EXCERPT TO READ Start Marker

Benfey, P., & Weigel, D. (2001). Transcriptional networks controlling plant development. Plant Physiology, 125(1), 109-111. doi:10.1104/pp.125.1.109.


Cite as: https://hdl.handle.net/21.11116/0000-000B-6D4B-8
Abstract
The rise of developmental biology to the fore of modern biology can be traced back to the efforts of three people: Ed Lewis, Christiane Nüsslein-Volhard, and Eric Wieschaus. Lewis had been studying the homeotic Bithorax gene complex in fruitfly (Drosophila melanogaster) for several decades and came to the conclusion that the genes in this complex control body pattern along the anterior-posterior axis (7). This seminal insight, published in 1978, was followed 2 years later by another landmark publication in which Nüsslein-Volhard and Wieschaus described the results of a mutant screen from which they had isolated several classes of mutations that affected specific elements of the larval body pattern (14). Previous to this work it was generally believed that most developmental regulators would control a wide spectrum of activities, and that disrupting their function would lead to pleiotropic phenotypes that would be very difficult to interpret. With the development of recombinant DNA techniques around the same time, it took only a few years until many of the genes identified by Lewis, Nüsslein-Volhard, and Wieschaus could be studied at the molecular level. One of the first lessons was that many of the early acting genes encode transcription factors that are part of a network of regulatory interactions. For example, the maternal morphogen BICOID, a homeodomain protein, activates the zygotic gap geneHUNCHBACK, which encodes a zinc finger factor. Gap proteins, which are expressed in broad domains, in turn regulate pair rule genes, which are expressed in periodic stripes. Gap and pair rule proteins are required for region-specific expression of homeotic genes such asULTRABITHORAX and ANTENNAPEDIA, founding members of the homeobox family of transcriptional regulators. In addition to hierarchical interactions, there are also many cross-regulatory and autoregulatory interactions among gap, pair-rule, and homeotic genes. It is intriguing that although much has been learned about the regulation of the regulators, the question of how homeotic proteins subsequently specify position-dependent elaboration of different organs has largely remained a mystery.

EXCERPT TO READ End Marker
DATA FOR REVIEW Start Marker

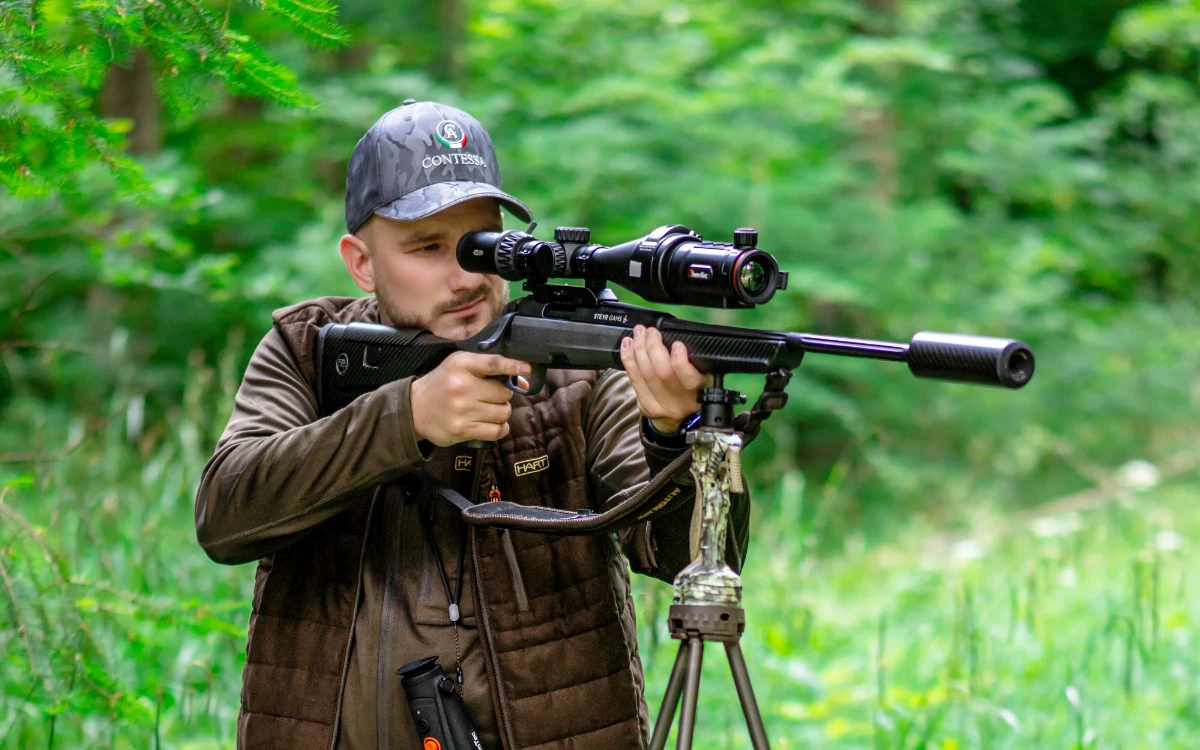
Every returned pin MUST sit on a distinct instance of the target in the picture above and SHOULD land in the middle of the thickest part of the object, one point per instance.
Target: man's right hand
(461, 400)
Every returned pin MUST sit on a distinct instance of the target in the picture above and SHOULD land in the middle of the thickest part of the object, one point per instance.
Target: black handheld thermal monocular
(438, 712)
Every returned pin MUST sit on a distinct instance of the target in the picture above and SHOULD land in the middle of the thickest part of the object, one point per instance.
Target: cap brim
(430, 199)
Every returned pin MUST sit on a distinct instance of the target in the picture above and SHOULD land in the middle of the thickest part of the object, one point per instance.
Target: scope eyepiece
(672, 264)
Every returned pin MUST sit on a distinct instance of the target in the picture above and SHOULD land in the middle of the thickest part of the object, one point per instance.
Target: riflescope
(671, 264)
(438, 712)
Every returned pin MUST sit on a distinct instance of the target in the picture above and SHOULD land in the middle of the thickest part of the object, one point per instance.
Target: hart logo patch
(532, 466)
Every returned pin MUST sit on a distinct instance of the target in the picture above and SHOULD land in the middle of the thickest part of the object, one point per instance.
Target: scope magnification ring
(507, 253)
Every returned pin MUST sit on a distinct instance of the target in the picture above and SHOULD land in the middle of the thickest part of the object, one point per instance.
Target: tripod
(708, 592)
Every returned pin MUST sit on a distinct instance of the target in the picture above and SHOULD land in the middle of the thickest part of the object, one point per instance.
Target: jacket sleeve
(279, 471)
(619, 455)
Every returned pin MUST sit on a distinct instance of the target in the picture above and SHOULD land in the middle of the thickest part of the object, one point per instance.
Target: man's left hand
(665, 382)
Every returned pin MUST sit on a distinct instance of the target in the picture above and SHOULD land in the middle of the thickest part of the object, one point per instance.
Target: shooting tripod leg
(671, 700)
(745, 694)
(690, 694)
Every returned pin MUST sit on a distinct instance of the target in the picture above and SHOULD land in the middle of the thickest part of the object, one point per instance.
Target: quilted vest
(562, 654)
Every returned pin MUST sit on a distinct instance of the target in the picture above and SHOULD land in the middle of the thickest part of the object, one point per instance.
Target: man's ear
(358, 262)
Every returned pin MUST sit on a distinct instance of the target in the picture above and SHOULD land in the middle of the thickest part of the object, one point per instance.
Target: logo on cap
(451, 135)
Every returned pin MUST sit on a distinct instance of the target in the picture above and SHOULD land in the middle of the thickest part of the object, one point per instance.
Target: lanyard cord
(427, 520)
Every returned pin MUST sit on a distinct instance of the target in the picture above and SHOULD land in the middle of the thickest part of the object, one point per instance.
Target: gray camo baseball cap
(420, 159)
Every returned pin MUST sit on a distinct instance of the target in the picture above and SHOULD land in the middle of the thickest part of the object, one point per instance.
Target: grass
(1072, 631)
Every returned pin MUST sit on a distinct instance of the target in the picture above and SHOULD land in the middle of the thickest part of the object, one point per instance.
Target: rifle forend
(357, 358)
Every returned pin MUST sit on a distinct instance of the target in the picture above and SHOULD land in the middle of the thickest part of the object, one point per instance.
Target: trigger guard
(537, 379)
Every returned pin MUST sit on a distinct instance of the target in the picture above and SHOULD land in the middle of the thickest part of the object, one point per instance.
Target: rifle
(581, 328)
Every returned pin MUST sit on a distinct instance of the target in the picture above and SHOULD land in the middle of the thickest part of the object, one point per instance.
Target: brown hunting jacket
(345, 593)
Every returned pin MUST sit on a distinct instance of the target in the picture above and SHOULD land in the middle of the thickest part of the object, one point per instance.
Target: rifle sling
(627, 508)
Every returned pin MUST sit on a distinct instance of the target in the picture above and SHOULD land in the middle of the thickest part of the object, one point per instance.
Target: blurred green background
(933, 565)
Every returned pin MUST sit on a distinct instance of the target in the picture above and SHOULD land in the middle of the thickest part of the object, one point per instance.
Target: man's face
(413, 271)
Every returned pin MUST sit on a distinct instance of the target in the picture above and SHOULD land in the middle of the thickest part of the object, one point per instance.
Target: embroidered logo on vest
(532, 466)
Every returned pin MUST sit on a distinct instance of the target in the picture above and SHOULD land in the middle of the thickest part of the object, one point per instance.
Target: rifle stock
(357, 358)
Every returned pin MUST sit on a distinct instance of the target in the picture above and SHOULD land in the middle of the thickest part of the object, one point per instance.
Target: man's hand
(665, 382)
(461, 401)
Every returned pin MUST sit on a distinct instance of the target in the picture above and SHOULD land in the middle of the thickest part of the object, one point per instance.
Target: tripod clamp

DATA FOR REVIEW End Marker

**WHAT YOU NEED TO DO:**
Answer these questions from the abstract on transcriptional networks:
1. In what year was Lewis's insight on the Bithorax complex published?
2. What kind of protein is BICOID?
3. In what pattern are pair rule genes expressed?
Draw only on the abstract, not on the rows.

**EXERCISE ANSWER:**
1. 1978
2. A homeodomain protein
3. In periodic stripes